§ PAGE EXCERPT:
------------------------
Abstract
Adolescence is a period of intensive development in body, brain, and behavior. Potentiated by changes in hormones and neural response to social stimuli, teenagers undergo a process of social re-orientation away from their caregivers and toward expanding peer networks. The current study examines how relative relational closeness to peers (compared to parents) during adolescence is linked to neural response to the facial emotional expressions of other teenagers. Self-reported closeness with friends (same- and opposite-sex) and parents (mother and father), and neural response to facial stimuli during fMRI, were assessed in 8- to 19-year-old typically developing youth (n = 40, mean age = 13.90 years old, SD = 3.36; 25 female). Youth who reported greater relative closeness with peers than with parents showed decreased activation in the dorsolateral prefrontal cortex (dlPFC) during stimulus presentation, which may reflect lessened inhibitory control or regulatory response to peer-aged faces. Functional connectivity between the dlPFC and dorsal striatum was greatest in older youth who were closer to peers; in contrast, negative coupling between these regions was noted for both younger participants who were closer to peers and older participants who were closer to their parents. In addition, the association between relative closeness to peers and neural activation in regions of the social brain varied by emotion type and age. Results suggest that the re-orientation toward peers that occurs during adolescence is accompanied by changes in neural response to peer-aged social signals in social cognitive, prefrontal, and subcortical networks.
------------------------
§ TASK STATEMENT: Continue the study abstract on adolescents' relative closeness to peers and their neural response to peer faces, picking up after its final sentence.
------------------------
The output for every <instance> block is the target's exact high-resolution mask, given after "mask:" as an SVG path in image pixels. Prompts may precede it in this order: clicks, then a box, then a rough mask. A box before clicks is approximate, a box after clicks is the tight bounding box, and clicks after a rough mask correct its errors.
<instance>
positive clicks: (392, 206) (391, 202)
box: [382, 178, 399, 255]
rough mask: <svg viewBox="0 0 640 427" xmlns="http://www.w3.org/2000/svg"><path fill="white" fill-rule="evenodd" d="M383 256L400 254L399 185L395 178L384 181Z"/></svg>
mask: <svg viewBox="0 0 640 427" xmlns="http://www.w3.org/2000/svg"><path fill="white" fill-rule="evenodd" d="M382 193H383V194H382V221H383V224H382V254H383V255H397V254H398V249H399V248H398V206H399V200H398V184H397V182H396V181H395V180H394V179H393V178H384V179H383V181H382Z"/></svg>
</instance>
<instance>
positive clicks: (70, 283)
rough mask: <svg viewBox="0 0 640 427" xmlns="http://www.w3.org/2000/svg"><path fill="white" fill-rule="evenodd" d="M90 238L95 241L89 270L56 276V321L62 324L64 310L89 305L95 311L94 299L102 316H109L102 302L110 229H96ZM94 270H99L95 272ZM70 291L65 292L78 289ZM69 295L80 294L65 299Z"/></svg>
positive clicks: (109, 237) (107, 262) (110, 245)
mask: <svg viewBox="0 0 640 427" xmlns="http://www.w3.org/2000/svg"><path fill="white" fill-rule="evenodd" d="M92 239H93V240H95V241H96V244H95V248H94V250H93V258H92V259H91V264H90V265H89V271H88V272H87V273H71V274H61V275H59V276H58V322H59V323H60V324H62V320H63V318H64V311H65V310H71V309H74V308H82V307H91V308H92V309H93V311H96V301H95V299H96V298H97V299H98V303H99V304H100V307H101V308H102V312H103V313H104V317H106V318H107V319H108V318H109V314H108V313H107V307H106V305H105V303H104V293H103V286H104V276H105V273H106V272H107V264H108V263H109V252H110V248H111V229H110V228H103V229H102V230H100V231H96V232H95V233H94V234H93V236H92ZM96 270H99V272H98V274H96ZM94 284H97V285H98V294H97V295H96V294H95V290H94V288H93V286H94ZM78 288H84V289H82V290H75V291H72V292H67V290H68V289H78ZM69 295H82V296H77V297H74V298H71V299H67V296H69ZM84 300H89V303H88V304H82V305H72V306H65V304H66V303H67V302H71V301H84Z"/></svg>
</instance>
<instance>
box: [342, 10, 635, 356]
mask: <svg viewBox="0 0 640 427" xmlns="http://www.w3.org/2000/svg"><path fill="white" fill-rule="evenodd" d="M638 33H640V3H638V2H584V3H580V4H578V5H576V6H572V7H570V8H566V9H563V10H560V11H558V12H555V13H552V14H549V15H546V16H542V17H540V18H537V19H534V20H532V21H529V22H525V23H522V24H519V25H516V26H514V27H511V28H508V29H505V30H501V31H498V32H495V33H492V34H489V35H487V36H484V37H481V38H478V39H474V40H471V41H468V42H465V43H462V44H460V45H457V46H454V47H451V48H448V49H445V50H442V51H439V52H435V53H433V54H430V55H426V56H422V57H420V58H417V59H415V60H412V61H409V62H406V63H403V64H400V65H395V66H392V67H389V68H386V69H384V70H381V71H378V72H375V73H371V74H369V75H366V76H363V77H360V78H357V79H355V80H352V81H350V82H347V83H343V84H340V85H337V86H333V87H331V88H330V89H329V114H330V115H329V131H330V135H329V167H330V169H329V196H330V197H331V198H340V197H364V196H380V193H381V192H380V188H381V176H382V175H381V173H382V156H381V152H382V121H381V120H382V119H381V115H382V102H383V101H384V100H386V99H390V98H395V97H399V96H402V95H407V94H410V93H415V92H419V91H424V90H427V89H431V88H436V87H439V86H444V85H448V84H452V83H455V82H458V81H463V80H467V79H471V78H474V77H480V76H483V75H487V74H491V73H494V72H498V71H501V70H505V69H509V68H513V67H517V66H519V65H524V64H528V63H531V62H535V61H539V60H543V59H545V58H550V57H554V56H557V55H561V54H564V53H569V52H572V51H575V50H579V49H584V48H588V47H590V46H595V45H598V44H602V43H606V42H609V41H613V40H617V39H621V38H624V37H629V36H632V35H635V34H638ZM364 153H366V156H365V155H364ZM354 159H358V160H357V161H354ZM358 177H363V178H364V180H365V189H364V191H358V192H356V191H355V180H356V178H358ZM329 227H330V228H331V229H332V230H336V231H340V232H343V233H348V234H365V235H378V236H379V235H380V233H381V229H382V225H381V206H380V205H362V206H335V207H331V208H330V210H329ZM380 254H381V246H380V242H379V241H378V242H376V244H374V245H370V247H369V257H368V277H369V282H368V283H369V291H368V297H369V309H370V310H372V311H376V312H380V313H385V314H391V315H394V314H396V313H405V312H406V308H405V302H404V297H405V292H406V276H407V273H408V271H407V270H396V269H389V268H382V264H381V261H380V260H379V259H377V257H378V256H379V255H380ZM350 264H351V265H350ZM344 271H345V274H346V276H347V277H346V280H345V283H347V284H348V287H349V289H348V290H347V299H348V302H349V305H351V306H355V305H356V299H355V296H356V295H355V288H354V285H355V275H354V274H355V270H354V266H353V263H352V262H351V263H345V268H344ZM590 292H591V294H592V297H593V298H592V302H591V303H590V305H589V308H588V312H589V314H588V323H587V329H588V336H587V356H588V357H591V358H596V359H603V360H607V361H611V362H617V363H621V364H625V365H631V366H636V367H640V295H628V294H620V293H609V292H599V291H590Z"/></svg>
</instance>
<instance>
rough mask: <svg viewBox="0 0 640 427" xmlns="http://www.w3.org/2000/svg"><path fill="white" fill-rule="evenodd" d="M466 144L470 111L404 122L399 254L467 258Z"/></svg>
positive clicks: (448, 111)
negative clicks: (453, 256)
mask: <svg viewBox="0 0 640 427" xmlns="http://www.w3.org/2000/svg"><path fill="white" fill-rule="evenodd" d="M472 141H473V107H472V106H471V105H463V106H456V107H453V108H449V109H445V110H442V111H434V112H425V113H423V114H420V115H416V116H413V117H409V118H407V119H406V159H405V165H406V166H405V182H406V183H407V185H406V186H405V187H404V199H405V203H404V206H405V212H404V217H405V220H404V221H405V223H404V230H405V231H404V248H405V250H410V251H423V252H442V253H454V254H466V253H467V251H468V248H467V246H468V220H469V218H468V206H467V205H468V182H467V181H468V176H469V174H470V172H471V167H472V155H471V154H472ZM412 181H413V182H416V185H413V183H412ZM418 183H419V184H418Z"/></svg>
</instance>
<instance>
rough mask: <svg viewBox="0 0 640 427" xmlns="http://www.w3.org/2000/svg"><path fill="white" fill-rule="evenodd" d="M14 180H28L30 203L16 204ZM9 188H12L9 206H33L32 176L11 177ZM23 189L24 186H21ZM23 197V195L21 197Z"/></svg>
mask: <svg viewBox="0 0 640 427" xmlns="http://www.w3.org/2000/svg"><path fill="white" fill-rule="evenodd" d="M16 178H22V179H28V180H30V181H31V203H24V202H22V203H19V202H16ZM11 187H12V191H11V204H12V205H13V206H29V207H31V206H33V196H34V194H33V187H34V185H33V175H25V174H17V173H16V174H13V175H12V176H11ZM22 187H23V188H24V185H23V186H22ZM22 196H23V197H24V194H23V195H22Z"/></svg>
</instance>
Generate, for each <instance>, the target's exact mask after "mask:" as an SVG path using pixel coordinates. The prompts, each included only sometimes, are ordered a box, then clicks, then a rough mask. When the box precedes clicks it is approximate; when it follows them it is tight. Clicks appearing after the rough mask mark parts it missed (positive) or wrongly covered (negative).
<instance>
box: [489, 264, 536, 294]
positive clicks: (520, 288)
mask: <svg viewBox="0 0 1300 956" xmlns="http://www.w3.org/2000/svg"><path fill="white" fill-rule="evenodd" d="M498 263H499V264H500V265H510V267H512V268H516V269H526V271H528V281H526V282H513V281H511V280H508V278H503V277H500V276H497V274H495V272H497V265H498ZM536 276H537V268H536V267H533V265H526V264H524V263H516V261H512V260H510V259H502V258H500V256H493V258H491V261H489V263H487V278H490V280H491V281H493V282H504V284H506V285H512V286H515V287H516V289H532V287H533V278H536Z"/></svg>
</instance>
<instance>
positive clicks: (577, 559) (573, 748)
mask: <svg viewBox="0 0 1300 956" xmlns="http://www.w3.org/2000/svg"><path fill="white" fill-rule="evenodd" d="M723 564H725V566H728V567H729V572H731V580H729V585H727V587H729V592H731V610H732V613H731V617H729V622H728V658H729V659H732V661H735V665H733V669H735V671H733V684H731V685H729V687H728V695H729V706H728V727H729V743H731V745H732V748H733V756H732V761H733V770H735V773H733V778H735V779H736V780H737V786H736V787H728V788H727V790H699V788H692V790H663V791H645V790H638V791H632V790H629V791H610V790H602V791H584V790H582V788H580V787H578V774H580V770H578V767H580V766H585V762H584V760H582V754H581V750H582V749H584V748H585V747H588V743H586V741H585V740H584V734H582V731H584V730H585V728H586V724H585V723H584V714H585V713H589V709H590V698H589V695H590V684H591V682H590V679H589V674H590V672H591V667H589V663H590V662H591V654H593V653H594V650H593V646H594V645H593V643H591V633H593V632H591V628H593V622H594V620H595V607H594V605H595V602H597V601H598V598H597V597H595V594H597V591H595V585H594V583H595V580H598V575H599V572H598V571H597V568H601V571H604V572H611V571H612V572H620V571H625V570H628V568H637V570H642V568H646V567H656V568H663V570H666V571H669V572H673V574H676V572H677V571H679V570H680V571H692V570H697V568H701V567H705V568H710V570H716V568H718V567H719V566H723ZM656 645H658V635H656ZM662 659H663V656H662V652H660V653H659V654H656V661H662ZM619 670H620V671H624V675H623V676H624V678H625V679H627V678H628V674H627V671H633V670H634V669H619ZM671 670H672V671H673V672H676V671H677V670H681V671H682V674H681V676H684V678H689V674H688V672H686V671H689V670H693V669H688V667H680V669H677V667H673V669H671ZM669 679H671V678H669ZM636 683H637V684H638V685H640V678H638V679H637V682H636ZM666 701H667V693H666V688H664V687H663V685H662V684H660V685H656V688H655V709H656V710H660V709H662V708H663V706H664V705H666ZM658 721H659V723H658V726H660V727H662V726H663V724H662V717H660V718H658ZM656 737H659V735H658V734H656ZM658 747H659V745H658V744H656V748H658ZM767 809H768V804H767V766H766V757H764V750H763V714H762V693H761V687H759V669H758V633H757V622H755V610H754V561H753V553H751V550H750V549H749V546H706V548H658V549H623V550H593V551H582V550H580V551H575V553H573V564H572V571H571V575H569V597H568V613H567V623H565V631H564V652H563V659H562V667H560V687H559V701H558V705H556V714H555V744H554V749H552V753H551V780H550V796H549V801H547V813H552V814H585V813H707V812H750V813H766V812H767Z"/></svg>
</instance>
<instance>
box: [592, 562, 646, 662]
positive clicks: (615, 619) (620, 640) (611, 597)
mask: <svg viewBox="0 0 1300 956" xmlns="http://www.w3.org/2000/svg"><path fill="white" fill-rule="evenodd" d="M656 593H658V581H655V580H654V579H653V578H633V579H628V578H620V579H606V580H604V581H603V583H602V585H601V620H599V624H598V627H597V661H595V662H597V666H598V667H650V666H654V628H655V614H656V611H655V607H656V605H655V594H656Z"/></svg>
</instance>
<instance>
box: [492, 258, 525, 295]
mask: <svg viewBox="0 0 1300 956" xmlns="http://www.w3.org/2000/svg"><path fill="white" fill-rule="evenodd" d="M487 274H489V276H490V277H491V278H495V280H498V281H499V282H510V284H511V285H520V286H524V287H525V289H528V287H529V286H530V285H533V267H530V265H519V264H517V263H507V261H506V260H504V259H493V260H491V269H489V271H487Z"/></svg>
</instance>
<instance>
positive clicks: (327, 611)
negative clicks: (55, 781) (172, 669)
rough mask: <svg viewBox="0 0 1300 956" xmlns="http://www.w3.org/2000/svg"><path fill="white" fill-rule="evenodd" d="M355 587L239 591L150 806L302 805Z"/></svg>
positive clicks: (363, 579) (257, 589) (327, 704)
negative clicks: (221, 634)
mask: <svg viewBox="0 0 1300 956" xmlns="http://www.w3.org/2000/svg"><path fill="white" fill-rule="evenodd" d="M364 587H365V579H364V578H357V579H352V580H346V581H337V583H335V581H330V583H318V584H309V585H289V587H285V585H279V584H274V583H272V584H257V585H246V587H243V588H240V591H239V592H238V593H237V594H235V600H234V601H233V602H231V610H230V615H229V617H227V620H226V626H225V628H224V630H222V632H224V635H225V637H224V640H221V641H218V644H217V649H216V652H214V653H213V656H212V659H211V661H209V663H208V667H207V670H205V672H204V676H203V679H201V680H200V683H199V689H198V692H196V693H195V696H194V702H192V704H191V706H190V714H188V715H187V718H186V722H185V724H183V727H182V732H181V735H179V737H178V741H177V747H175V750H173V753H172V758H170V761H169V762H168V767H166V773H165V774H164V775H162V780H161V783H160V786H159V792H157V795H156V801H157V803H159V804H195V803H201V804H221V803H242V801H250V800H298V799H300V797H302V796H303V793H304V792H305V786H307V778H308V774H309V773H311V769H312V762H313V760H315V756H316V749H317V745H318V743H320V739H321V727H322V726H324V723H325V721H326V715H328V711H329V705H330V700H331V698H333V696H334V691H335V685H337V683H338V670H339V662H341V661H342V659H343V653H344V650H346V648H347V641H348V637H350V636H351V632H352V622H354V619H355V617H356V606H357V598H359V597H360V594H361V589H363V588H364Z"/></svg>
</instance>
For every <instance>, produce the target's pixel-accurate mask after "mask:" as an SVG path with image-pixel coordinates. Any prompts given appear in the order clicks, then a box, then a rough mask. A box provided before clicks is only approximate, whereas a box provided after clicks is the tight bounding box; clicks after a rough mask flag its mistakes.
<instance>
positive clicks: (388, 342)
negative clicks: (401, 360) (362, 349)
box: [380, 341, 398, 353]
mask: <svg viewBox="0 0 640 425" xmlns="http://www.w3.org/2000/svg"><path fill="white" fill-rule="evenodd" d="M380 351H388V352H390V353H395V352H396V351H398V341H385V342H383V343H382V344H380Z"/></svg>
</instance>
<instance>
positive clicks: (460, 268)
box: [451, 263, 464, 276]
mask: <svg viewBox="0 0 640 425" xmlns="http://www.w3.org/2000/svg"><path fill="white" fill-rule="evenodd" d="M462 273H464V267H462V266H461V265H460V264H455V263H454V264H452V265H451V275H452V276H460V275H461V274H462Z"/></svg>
------------------------
§ RESULT OF THIS EXERCISE:
Highlights
Adolescence is often considered a second sensitive period of development, because it is a time when dramatic changes in emotion, cognition, and behavior take place (Crone and Dahl, 2012)
There was a significant interaction between Relationship Type and Age, F(1, 37) = 15.66, p < 0.001, η2 = 0.30: parameter estimates suggested that closeness with peers increased with age (B = 0.07, β = 0.29, p = 0.07) and closeness with parents decreased with age (B = −0.07, β = −0.47, p < 0.01; see Figure 1)
There was an interaction of Relative Closeness and Age in the bilateral orbitofrontal cortex at midline (B-OFC), the left inferior and middle temporal gyrus (L-MTG), and right middle temporal gyrus (R-MTG; Table 2 and Figure 6)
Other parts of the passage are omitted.